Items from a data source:
* * * * * * *
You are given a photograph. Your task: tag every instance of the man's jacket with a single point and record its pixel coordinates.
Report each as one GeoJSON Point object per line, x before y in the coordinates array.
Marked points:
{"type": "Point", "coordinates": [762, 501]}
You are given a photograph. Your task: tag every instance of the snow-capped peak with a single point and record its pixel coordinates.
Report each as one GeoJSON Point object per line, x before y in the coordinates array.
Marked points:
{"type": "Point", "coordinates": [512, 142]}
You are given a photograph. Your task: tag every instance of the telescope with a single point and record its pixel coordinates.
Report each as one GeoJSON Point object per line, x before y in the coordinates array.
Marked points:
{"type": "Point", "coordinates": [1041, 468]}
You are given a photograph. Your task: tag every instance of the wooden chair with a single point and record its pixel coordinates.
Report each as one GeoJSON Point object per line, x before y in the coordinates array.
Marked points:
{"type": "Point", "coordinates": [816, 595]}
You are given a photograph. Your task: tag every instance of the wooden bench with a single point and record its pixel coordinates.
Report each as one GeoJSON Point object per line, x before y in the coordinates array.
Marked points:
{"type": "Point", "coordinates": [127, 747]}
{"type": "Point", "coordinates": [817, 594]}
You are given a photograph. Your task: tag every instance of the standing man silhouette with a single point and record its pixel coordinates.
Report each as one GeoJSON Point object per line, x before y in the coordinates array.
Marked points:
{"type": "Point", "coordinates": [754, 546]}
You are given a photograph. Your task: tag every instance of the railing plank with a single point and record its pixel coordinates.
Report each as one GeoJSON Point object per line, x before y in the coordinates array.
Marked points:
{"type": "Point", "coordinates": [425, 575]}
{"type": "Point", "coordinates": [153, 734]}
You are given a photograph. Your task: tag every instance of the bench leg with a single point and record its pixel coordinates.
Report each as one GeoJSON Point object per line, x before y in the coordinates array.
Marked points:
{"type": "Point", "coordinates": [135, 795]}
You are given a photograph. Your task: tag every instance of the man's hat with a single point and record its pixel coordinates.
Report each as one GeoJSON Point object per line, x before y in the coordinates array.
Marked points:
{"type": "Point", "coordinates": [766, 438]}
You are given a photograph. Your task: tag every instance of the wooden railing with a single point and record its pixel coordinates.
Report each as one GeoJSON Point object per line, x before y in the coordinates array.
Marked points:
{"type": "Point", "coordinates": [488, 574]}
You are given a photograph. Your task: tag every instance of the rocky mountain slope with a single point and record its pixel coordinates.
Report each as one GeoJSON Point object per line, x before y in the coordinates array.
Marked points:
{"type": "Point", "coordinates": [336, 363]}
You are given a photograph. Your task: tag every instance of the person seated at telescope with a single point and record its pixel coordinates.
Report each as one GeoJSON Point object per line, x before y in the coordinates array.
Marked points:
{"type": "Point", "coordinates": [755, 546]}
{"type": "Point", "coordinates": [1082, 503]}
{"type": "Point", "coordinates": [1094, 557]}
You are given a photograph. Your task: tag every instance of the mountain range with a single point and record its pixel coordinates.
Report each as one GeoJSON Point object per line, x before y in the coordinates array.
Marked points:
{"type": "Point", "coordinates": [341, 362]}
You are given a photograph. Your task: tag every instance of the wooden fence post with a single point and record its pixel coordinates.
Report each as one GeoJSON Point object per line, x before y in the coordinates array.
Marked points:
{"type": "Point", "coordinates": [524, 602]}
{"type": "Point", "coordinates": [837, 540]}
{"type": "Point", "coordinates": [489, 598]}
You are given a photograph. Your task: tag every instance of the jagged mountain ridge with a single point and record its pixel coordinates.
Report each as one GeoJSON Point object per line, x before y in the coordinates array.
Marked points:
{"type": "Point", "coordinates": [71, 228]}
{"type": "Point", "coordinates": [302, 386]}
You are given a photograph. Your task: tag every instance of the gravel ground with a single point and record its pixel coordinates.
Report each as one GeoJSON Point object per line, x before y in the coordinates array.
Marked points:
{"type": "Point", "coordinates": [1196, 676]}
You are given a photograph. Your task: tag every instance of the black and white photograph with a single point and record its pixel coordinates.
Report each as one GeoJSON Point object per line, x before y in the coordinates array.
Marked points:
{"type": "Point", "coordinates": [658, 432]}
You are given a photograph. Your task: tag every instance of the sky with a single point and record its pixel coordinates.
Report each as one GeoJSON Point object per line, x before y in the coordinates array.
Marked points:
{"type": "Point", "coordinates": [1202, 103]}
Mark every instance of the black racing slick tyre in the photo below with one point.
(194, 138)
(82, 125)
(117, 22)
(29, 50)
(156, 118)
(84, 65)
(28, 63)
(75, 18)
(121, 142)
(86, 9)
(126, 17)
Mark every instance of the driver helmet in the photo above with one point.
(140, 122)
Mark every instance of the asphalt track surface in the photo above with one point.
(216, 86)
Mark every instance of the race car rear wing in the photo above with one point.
* * * * * * *
Activity: Out of the data above, give again only the lines starting at the one holding "of the standing" and ending at the one holding "of the bench", unchanged.

Response to the exercise:
You are given a photograph. Your task: tag every instance of the standing man silhouette with a single point and record its pixel coordinates.
Report each as one GeoJSON Point object per line, x before y in the coordinates array.
Marked points:
{"type": "Point", "coordinates": [754, 546]}
You are given a photograph. Your task: tag every instance of the railing plank with a single point and record its pixel coordinates.
Report each as one GeoJSON Point object per line, x before y in the coordinates array.
Marked points:
{"type": "Point", "coordinates": [425, 575]}
{"type": "Point", "coordinates": [153, 734]}
You are given a photograph. Your task: tag every instance of the bench leg with a single point and record its pixel coordinates.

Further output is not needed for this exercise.